**WORK REQUIRED:**
An exact transcription of all the records, free of pictures, is the expected answer.

----------

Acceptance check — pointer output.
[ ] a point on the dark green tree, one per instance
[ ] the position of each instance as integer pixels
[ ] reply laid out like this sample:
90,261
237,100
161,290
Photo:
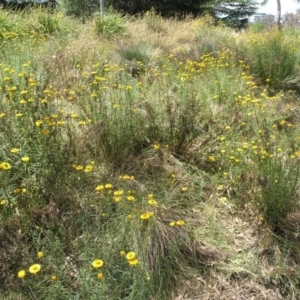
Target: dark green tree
163,7
80,8
233,13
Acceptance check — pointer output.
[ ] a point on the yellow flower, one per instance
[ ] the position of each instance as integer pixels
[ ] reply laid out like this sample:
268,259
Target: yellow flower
180,223
130,255
97,263
14,150
144,216
133,262
40,254
152,202
34,268
5,166
21,274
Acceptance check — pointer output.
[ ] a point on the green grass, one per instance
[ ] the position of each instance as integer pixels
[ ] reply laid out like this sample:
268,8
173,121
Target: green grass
181,148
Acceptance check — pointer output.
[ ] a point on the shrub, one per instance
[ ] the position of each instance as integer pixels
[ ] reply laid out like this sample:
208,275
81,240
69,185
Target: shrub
110,24
269,57
278,178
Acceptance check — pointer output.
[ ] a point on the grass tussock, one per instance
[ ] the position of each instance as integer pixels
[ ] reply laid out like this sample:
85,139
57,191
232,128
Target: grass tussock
147,158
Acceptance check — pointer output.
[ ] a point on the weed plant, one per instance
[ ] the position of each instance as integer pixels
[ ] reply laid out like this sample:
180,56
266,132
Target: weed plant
146,172
110,24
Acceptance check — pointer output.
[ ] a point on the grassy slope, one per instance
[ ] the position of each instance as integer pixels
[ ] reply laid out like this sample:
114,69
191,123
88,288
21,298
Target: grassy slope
176,106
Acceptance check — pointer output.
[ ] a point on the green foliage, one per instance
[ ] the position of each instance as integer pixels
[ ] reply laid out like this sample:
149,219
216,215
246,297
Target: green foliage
79,8
163,146
153,20
47,23
234,13
110,24
279,182
257,27
269,57
165,7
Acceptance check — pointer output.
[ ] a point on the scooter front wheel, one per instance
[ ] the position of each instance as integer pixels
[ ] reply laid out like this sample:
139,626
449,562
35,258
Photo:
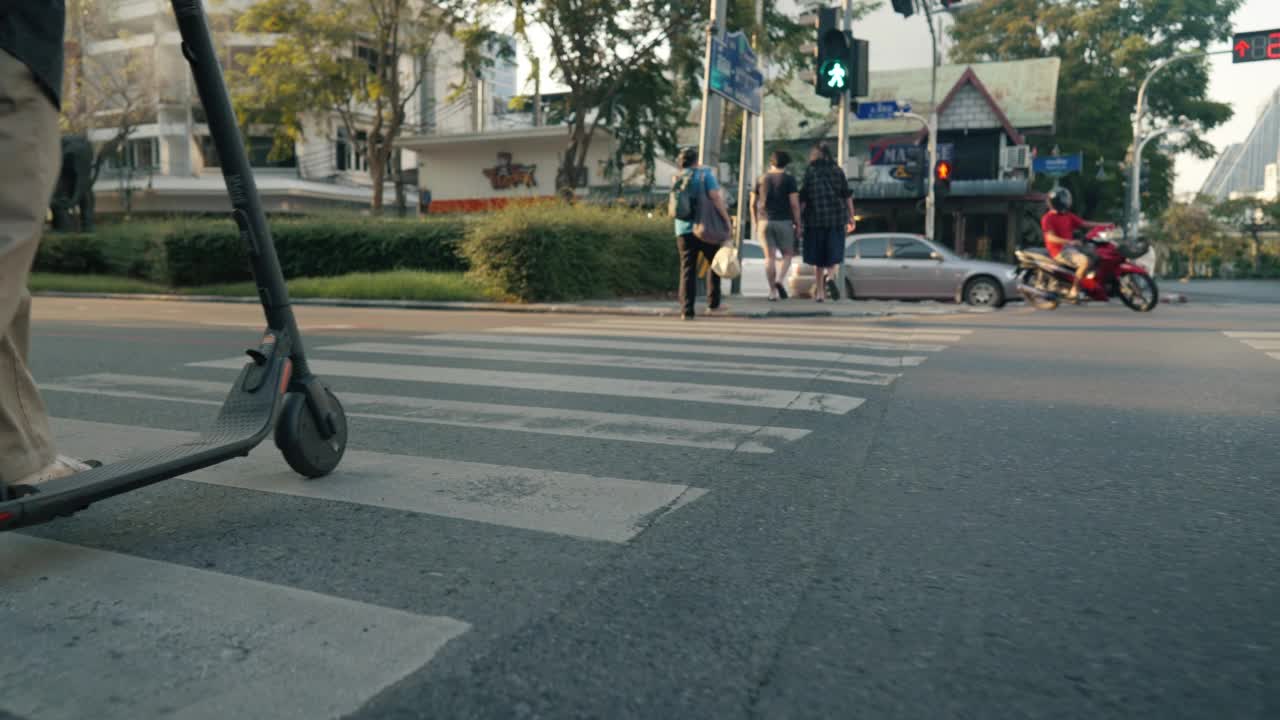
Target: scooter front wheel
1033,295
1138,291
301,442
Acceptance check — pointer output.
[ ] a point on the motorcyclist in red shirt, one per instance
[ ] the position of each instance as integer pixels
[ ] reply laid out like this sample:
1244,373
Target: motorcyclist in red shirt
1060,224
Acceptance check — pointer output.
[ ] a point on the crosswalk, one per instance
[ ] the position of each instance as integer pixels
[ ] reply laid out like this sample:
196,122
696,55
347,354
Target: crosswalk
1265,341
544,395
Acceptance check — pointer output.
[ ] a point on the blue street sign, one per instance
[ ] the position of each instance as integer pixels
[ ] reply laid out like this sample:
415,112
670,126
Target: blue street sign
735,73
882,110
1059,164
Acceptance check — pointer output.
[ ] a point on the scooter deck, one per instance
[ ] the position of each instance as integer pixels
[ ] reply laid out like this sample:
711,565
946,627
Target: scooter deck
246,418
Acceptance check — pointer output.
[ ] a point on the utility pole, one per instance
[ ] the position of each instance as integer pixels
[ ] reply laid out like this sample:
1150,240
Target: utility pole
713,108
1138,141
745,174
538,94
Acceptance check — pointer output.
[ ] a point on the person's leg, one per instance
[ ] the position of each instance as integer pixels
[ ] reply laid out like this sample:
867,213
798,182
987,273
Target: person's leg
784,269
814,244
713,287
688,247
31,150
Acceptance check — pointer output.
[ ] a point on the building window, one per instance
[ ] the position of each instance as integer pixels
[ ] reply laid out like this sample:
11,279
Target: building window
352,155
257,149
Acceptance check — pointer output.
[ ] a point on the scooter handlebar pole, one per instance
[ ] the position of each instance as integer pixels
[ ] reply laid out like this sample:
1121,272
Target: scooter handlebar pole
197,48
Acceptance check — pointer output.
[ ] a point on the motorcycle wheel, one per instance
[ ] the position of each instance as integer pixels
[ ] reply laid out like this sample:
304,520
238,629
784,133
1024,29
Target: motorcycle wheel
1138,292
1034,300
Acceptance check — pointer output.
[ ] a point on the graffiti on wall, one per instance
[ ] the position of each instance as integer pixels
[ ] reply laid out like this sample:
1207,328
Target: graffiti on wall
506,174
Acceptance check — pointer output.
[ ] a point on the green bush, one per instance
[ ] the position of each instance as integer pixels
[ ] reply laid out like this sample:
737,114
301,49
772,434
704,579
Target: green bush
204,251
547,253
71,253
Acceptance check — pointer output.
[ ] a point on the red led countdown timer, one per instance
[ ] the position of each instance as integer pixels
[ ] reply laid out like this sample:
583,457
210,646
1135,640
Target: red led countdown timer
1257,45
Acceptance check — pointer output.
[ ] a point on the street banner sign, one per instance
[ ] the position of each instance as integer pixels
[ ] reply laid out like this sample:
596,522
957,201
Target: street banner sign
1059,164
882,110
900,154
1256,45
735,73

----------

**EXERCISE SOLUTION:**
Acceptance check — pointer output.
[ ] a point on the dark green tree, one per instance
[ ] the position of each instance as integer pixels
[ ] reply laid out like this sample:
90,261
237,100
161,290
Photo:
Target: dark green tree
163,7
80,8
233,13
Acceptance check — pointer output.
[ ] a point on the yellow flower, one per instance
[ ] the position of each instance as integer pixels
[ ] reply laid out like this sample:
268,259
Target: yellow flower
180,223
130,255
97,263
14,150
144,216
133,262
40,254
152,202
34,268
5,166
21,274
Acceptance check — pointer output.
[ ] a point on the green grass, one per instance
[ ] the position of each instance as integer pixels
[ ] reply laid out like this sample:
268,8
173,121
Target: green grass
181,148
Acceptance check — pointer output.
[ ] a point on the shrub, one per instance
[ ] the position of each instance as integer pixels
[ ] reply laid out like this sample:
208,275
81,240
69,185
Target: shrub
110,24
269,57
278,178
Acceptance check — pointer output.
[ ] a point on the grass tussock, one per instance
[ ] the position of each instance as integer pixels
[ ] reply laid out like this sample:
85,139
57,191
232,128
Target: grass tussock
147,158
Acceptance check — pointer output.
[ ] a point on the weed plant, one per instance
[ ] the position of each instance as integer pixels
[ ] reply laid out like this sample:
180,56
266,132
Target: weed plant
146,172
110,24
Acceptance check — pointer output.
[ ] a point on the grassy slope, one per instance
[ ] the position of each instance as integer pixels
[ ] reply laid out like this sample:
114,69
191,123
88,288
21,298
Target: grassy slope
176,106
Acceptance check — pointer output.
[ ] a point on the green foliage, one per instance
[ ] the position of each instance as integer pixels
[ ] reply laid out like this sample:
149,219
216,215
246,297
Target: green foliage
79,8
163,146
153,20
47,23
234,13
110,24
279,182
257,27
269,57
165,7
Acceptance check — pointer output.
[ ] a point on the scooter front wheel, one per instance
[ ] the position of each instance as integer pixels
[ ] reply laid out like this sample:
139,626
449,562
35,258
Photo:
Target: scooter front wheel
1033,295
1138,291
301,442
Acceptance check — pointer output.
[ ] a point on the motorcyclist in red shirt, one per instance
[ ] the position of each instance as integer pixels
[ ] reply laid out like this sample:
1244,373
Target: motorcyclist in red shirt
1060,224
Acceptance check — pointer output.
[ ] a point on the crosswalk, one per instance
[ ] the position of each instance as integer pixels
[ ] reply laid out like this sample:
196,122
696,55
347,354
Target: crosswalk
1265,341
544,395
Acceptance check — pointer output.
[ ] a point on the blue street sign, one per instance
[ ] the position of each instance as integer pixels
[ ] reply laid out like this sample:
415,112
670,126
Target: blue street sign
735,73
882,110
1059,164
Acceptance check — pointer output.
[ ] a point on the scooter deck, one per instance
[ ] the position of each instance as integer pixels
[ ] reply laid out like this sample:
711,565
946,627
Target: scooter deck
246,418
Acceptance check — pointer output.
[ ] a point on the utility pole, one per instance
[ ] the position of each instance as integer pixels
[ ] reply laid out like this sample:
1150,240
Target: utility pole
713,108
1138,141
745,174
538,94
Acceptance check — pointer output.
[ ] a point on the person's leg, one per instance
[ ] the position of each instance as integer pixels
[ ] reply laid out like this sample:
867,213
798,182
987,273
Target: person's leg
784,269
814,244
713,287
688,247
31,150
Acceptance check — pointer output.
[ ] a point on the building window, one per instance
[ ] the position of each instance as integer pixels
[ ] reply laid out like this sample:
11,279
Target: building window
352,155
257,149
Acceptance check — pointer output.
[ ] a point on the scooter handlebar pole, one per instance
[ ] the position of each instance as integer pixels
[ ] reply laid out like this sample:
1121,272
Target: scooter handlebar pole
197,48
Acceptance check — pointer output.
[ ] a point on the motorcycle wheel, one per instance
[ ] the position of each instance as integer pixels
[ ] reply laid out like this sample:
304,520
238,629
784,133
1024,29
Target: motorcycle wheel
1138,292
1034,300
Acceptance check — pointer output.
[ ] a point on the graffiti on wall, one per instance
[ ] the position of each instance as integer pixels
[ ] reply laid out like this sample:
1207,328
Target: graffiti on wall
506,174
Acceptance check — pointer output.
[ ] a point on the green bush, one per instance
[ ] the position of each instance as integer pixels
[ ] reply laid out like this sample:
737,114
301,49
772,434
704,579
Target: green bush
204,251
547,253
71,253
Acceptance check — pointer output.
[ ] a point on the red led countdown timer, one per instance
[ ] the position of each instance as integer pixels
[ ] reply laid out like this sample:
583,457
210,646
1135,640
Target: red led countdown timer
1257,45
Acceptance check — pointer output.
[ ] a point on the street banner sign, one per instance
[ ] the position of each instance as integer pixels
[ ] reply laid out like this sample:
596,522
957,201
Target: street banner sign
1059,164
882,110
900,154
1256,45
735,73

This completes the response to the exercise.